Segment Start: TASK DATA
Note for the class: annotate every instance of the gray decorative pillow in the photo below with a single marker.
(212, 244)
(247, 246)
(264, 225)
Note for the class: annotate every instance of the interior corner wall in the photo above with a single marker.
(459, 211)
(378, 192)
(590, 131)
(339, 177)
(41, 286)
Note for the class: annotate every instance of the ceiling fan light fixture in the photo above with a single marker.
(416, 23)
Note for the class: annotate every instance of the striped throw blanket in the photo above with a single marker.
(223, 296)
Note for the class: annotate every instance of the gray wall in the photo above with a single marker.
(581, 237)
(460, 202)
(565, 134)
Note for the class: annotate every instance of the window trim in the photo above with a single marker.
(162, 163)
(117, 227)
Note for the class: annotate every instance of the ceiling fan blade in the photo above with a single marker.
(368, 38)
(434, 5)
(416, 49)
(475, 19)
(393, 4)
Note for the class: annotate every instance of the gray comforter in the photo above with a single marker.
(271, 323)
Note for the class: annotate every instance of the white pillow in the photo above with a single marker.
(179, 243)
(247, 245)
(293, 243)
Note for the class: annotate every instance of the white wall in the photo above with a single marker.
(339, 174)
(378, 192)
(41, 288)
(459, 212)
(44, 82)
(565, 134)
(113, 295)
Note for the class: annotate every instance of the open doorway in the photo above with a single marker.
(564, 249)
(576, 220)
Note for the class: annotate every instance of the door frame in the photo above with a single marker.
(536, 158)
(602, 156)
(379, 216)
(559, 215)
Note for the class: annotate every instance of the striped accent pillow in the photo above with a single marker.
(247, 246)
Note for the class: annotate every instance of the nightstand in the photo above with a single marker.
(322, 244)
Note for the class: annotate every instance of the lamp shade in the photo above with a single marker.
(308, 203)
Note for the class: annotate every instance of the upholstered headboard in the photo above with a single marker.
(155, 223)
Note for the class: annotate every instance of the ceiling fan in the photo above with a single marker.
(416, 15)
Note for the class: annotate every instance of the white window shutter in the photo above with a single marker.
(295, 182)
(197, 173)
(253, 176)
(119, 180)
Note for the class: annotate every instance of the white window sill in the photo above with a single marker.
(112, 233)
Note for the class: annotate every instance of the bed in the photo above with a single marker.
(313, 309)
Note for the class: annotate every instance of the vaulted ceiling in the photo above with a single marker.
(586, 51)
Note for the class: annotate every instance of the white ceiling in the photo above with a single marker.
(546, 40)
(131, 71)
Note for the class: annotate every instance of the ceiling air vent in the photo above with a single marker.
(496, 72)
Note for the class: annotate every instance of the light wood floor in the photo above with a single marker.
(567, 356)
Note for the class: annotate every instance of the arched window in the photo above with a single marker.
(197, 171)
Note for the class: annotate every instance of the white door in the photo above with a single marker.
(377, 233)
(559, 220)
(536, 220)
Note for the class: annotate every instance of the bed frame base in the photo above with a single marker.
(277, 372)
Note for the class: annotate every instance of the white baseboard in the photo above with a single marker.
Segment End: TASK DATA
Copy the data exactly as it was presented.

RESPONSE TO THIS EXERCISE
Note for the class: annotate every instance of the gray decorative pillow in the photo below with a single marker.
(212, 244)
(247, 246)
(264, 225)
Note for the class: annotate every instance of the interior corner wall in the photo above with a single marker.
(459, 211)
(378, 192)
(590, 131)
(339, 177)
(41, 286)
Note for the class: annotate every instance of the ceiling fan light fixture in the photo above with a single marker.
(416, 23)
Note for the class: annotate every instance of the striped throw blanket in the photo above with a single marker.
(223, 296)
Note for the class: annotate every instance of the gray wall in the photo above with a single marker.
(581, 237)
(460, 202)
(565, 134)
Note for the class: annotate every instance of the window trim in the photo above with a single marker.
(162, 163)
(117, 227)
Note for the class: annotate every instance of the ceiling fan blade in the photo above with a single marker.
(368, 38)
(434, 5)
(416, 49)
(475, 19)
(393, 4)
Note for the class: annotate every instance of the gray comforter in the photo above with a single marker.
(271, 323)
Note for the class: annotate every instance of the white pillow in the photo above with a single marker.
(179, 243)
(247, 245)
(293, 243)
Note for the class: annotate every instance of the white wall in the photo above with a single marker.
(339, 174)
(378, 192)
(41, 288)
(459, 212)
(44, 82)
(565, 134)
(113, 295)
Note for the class: annotate every instance of the open doorway in the photo above with a single marker.
(564, 249)
(576, 220)
Note for the class: annotate every instance of the door frame in the photo above with a single marker.
(536, 158)
(602, 156)
(379, 216)
(559, 215)
Note for the class: annotate every instance of the striped accent pillow in the photo above with a single marker.
(247, 246)
Note for the class: annotate every instance of the nightstand in the photo above with a single marker.
(322, 244)
Note for the class: annotate every instance of the lamp shade in the photo above with a single marker.
(308, 203)
Note for the class: annotate every instance of the upholstered headboard in the photo above with a single marker.
(155, 223)
Note for the class: annotate every instance of the ceiling fan in the photo above with a single marker.
(416, 15)
Note for the class: annotate every instance of the white window shutter in the photo above with a single marker.
(295, 182)
(197, 173)
(253, 176)
(119, 180)
Note for the class: annotate every instance of the white window sill in the photo above with a single marker.
(112, 233)
Note for the class: annotate every instance of the bed in the photo above with a single marker.
(313, 309)
Note for the class: annotate every instance of the vaulted ceiling in the photo above with a single marker.
(586, 51)
Note for the class: annotate every instance of the white ceiling in the photo above with a single marker.
(546, 40)
(131, 71)
Note for the class: annotate every instance of the ceiling air vent in the photo above with a single marker.
(496, 72)
Note for the class: annotate every instance of the light wood floor in the photo above with a single marker.
(567, 356)
Note for the class: annotate every instance of the arched window in the photo above with a single marker.
(197, 171)
Note for the class: annotate every instance of the white door in the photo above with a single marker.
(377, 233)
(559, 220)
(536, 220)
Note for the class: annotate every instance of the bed frame base in the photo above with a single marker.
(277, 372)
Note for the class: annotate every instance of the white baseboard in the photo above with a single marker.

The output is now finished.